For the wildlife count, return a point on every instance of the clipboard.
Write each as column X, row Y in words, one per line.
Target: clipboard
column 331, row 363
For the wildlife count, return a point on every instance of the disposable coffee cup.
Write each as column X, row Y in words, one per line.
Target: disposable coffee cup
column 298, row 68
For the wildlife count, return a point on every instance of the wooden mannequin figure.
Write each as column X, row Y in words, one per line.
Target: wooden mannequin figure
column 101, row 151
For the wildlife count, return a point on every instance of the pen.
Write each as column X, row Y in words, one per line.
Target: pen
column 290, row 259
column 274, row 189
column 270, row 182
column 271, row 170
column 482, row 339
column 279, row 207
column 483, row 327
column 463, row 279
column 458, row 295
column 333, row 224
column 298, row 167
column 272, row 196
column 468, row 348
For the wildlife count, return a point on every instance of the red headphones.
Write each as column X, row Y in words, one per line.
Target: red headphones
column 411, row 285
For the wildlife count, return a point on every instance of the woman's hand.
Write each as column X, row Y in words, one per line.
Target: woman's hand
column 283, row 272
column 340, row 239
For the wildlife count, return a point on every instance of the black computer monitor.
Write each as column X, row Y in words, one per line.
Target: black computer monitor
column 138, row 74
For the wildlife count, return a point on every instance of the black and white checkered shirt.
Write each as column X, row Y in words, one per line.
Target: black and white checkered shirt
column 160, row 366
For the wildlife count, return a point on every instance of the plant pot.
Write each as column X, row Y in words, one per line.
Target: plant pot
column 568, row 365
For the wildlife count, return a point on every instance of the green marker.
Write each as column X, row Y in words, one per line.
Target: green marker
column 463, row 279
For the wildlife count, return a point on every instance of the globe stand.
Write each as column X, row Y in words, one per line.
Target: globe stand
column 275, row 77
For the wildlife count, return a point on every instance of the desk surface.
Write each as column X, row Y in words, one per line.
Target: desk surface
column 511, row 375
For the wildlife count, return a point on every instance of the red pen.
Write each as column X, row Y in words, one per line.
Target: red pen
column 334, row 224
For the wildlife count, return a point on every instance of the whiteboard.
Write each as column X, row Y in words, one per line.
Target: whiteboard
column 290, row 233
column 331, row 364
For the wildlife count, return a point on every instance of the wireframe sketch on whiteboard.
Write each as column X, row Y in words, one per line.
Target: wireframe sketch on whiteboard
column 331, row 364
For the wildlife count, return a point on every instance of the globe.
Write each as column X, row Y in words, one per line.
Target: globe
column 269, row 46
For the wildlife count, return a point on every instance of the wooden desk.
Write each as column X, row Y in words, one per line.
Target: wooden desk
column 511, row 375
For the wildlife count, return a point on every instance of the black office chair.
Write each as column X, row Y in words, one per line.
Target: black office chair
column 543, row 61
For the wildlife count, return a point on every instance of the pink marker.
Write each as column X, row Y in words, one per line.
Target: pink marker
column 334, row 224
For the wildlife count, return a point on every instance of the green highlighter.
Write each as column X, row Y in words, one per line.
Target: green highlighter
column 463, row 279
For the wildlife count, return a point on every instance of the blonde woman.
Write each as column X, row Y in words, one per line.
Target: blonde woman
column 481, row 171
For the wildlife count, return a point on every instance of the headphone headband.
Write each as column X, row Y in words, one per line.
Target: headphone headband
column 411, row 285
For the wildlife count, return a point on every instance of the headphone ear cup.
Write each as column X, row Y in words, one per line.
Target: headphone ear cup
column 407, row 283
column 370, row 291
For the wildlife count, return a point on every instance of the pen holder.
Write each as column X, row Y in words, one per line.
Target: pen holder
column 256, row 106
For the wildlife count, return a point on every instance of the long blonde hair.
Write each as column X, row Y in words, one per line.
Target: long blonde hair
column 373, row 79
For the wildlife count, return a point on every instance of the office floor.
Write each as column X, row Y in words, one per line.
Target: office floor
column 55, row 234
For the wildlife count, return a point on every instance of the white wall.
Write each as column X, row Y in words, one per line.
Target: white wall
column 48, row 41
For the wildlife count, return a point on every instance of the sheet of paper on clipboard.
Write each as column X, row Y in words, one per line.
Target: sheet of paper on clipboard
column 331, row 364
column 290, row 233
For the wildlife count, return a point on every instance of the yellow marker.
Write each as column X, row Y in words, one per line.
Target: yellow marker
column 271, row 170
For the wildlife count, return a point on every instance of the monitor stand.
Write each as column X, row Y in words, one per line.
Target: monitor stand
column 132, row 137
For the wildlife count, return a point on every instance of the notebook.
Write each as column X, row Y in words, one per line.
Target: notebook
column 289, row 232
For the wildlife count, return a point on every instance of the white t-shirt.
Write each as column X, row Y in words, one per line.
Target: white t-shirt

+===+

#### What is expected
Produce a verbatim transcription of the entries above.

#### Completed exercise
For the wildlife count, return a point on every instance of the clipboard.
Write each as column X, row Y in words, one per line.
Target: clipboard
column 331, row 363
For the wildlife count, return a point on every instance of the disposable coffee cup.
Write each as column X, row Y in words, one per line.
Target: disposable coffee cup
column 298, row 68
For the wildlife count, return a point on every instance of the wooden mannequin figure.
Write each as column X, row Y in words, one per line.
Target: wooden mannequin figure
column 101, row 151
For the wildlife count, return a point on every instance of the pen.
Write each as column X, row Y in words, one per line.
Target: pen
column 290, row 259
column 274, row 189
column 270, row 182
column 271, row 170
column 482, row 339
column 279, row 207
column 483, row 327
column 463, row 279
column 458, row 295
column 333, row 224
column 298, row 167
column 272, row 196
column 468, row 348
For the wildlife count, return a point on every instance of the red headphones.
Write each as column X, row Y in words, one per line.
Target: red headphones
column 411, row 285
For the wildlife count, return a point on every instance of the woman's hand.
Write each as column X, row Y in words, one per line.
Target: woman's hand
column 283, row 272
column 340, row 239
For the wildlife count, return a point on every instance of the black computer monitor.
Write each as column X, row Y in words, one per line.
Target: black computer monitor
column 138, row 74
For the wildlife count, return a point on every instance of the black and white checkered shirt.
Write each as column X, row Y in words, one per line.
Target: black and white checkered shirt
column 160, row 366
For the wildlife count, return a point on every instance of the plant pot.
Write each as column X, row Y in words, one per line.
Target: plant pot
column 568, row 365
For the wildlife count, return a point on every instance of the green marker.
Write each as column X, row Y in words, one per line.
Target: green marker
column 463, row 279
For the wildlife count, return a point on every instance of the globe stand.
Write each as column X, row Y in words, one per line.
Target: globe stand
column 275, row 77
For the wildlife count, return a point on every instance of the desk surface.
Write each as column X, row Y in words, one per line.
Target: desk surface
column 511, row 375
For the wildlife count, return a point on every instance of the red pen.
Write each as column X, row Y in words, one per line.
Target: red pen
column 334, row 224
For the wildlife count, return a point on every instance of the whiteboard.
Write each as column X, row Y in words, one per line.
Target: whiteboard
column 290, row 233
column 331, row 364
For the wildlife count, return a point on every instance of the wireframe sketch on whiteboard.
Write each as column X, row Y in words, one per line.
Target: wireframe sketch on whiteboard
column 331, row 364
For the wildlife count, return a point on every instance of the globe.
Write each as column X, row Y in words, one per line.
Target: globe
column 269, row 46
For the wildlife count, return a point on every instance of the wooden desk.
Write each as column X, row Y in words, one per line.
Target: wooden desk
column 511, row 375
For the wildlife count, return a point on every instance of the black office chair.
Write each as column X, row Y in words, one per line.
Target: black office chair
column 543, row 61
For the wildlife count, return a point on every instance of the pink marker.
Write each as column X, row Y in words, one per line.
Target: pink marker
column 334, row 224
For the wildlife count, return a point on every instance of the green highlighter.
Write each as column X, row Y in words, one per line.
Target: green highlighter
column 463, row 279
For the wildlife count, return a point on every instance of the blonde woman.
Write each as column X, row Y in words, one per line.
Target: blonde woman
column 481, row 171
For the wildlife count, return a point on every instance of the headphone headband.
Write each as column X, row Y in words, one per line.
Target: headphone headband
column 411, row 285
For the wildlife count, return a point on every instance of the headphone ear cup.
Write each as column X, row Y in words, one per line.
Target: headphone ear cup
column 407, row 283
column 370, row 291
For the wildlife count, return a point on every instance of the pen holder.
Write each as column X, row Y in words, one per line.
Target: pen holder
column 256, row 106
For the wildlife count, return a point on every instance of the long blonde hair.
Write each as column X, row Y in words, one per line.
Target: long blonde hair
column 373, row 79
For the wildlife count, return a point on every instance of the office floor.
Write each as column X, row Y in words, one per line.
Target: office floor
column 55, row 234
For the wildlife count, return a point on every instance of the white wall.
Write each as column X, row Y in words, one per line.
Target: white wall
column 48, row 41
For the wildlife count, return a point on every instance of the sheet of paper on clipboard.
Write each as column X, row Y in words, one per line.
Target: sheet of paper on clipboard
column 331, row 364
column 290, row 233
For the wildlife count, return a point on every instance of the yellow marker.
Write each as column X, row Y in words, one per line.
Target: yellow marker
column 271, row 170
For the wildlife count, return a point on every instance of the monitor stand.
Write each as column X, row Y in words, one per line.
Target: monitor stand
column 132, row 137
For the wildlife count, return a point on every instance of the notebook.
Write each as column X, row Y in words, one per line.
Target: notebook
column 289, row 232
For the wildlife count, return a point on every instance of the white t-shirt.
Write each as column X, row Y in words, one per line.
Target: white t-shirt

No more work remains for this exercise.